• _READING TEXT_:
┌──
How EPMA is Transforming Antimicrobial Stewardship
- Mar 20
- 2 min read
Antimicrobial resistance (AMR) remains a global health crisis, requiring hospitals and healthcare providers to adopt robust Antimicrobial Stewardship (AMS) programs. While clinical expertise drives these initiatives, EPMA (Electronic Prescribing and Medicines Administration) systems play a crucial role in enabling and enhancing stewardship efforts.

1. Using EPMA for Diagnostic-Based Ordersets (DBOS)
A key challenge in AMS is ensuring prescribing aligns with local resistance patterns and best-practice guidelines. To address this, our EPMA team developed Diagnostic-Based Ordersets (DBOS) for the 17 most common infection types. These allow prescribers to select infection-specific treatment options, with pre-set doses and frequencies, ensuring antimicrobial use is targeted, consistent, and safe.
2. Automating IV Flush Prescriptions to Improve Compliance
It’s a common but often overlooked issue—up to 50% of IV antimicrobials can remain in the giving set without proper flushing. To improve compliance, we automated IV flush prescriptions within EPMA, ensuring every IV antimicrobial order includes an appropriate flush. This small but impactful change has improved patient safety and auditability.
└──
• _COLLECTED DATA_:
┌──
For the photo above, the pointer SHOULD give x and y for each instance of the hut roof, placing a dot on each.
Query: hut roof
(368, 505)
└──
• _PARTS OF THE EXERCISE_:
**A.** For the article on EPMA and antimicrobial stewardship, say whether each statement agrees with it, and quote the deciding words: (i) The ordersets cover the 17 most common infection types. (ii) As much as half of IV antimicrobials can stay in the giving set when flushing is not done properly. (iii) Clinical expertise has no part in driving stewardship initiatives.
**B.** Write a continuation of the article on EPMA and antimicrobial stewardship, starting after its final sentence.
The listing has no role here and can be disregarded.

• _ANSWERS TO THE EXERCISES_:
**A.**
(i) Yes: "developed Diagnostic-Based Ordersets (DBOS) for the 17 most common infection types"
(ii) Yes: "up to 50% of IV antimicrobials can remain in the giving set without proper flushing"
(iii) No: "While clinical expertise drives these initiatives"

**B.**
3. Tracking IV Administration Methods (Bolus vs Infusion)
To promote bolus administration over prolonged infusions, we amended nursing task forms within EPMA to capture the method of IV administration. This data helps the AMS team monitor adherence to best practices and drive improvements in antimicrobial delivery.
4. Developing an Antimicrobial Usage Dashboard
Understanding how, when, and where antimicrobials are prescribed is critical for stewardship. We collaborated with Business Intelligence (BI) teams to extract and visualize key antimicrobial usage data from the EPR database. This real-time dashboard allows AMS teams to track prescribing trends and identify areas for improvement.
5. Auditing DBOS Orderset Impact
The effectiveness of AMS initiatives hinges on monitoring adoption and compliance. By integrating data capture fields into antimicrobial prescription orders, EPMA now enables BI teams to track DBOS adoption rates, helping to refine and optimize prescribing workflows.
6. Implementing the Antimicrobial Review Kit (ARK) within EPMA
The Antimicrobial Review Kit (ARK) encourages clinicians to classify antimicrobial prescriptions as Possible, Probable, or Confirmed infections. By adding a new classification field within EPMA, we have provided a structured way to support responsible prescribing, reinforcing the AMS team’s efforts in reducing unnecessary antimicrobial use.
Conclusion: EPMA’s Role Beyond Digital Prescribing
EPMA is more than just a digital prescribing tool, it is a powerful enabler of better medicines management and patient safety. From automating stewardship practices to enhancing auditability and data driven decision making, EPMA is at the heart of modern AMS strategies. These digital enhancements, when aligned with clinical expertise, make a tangible difference in tackling antimicrobial resistance and improving patient care.
What’s next?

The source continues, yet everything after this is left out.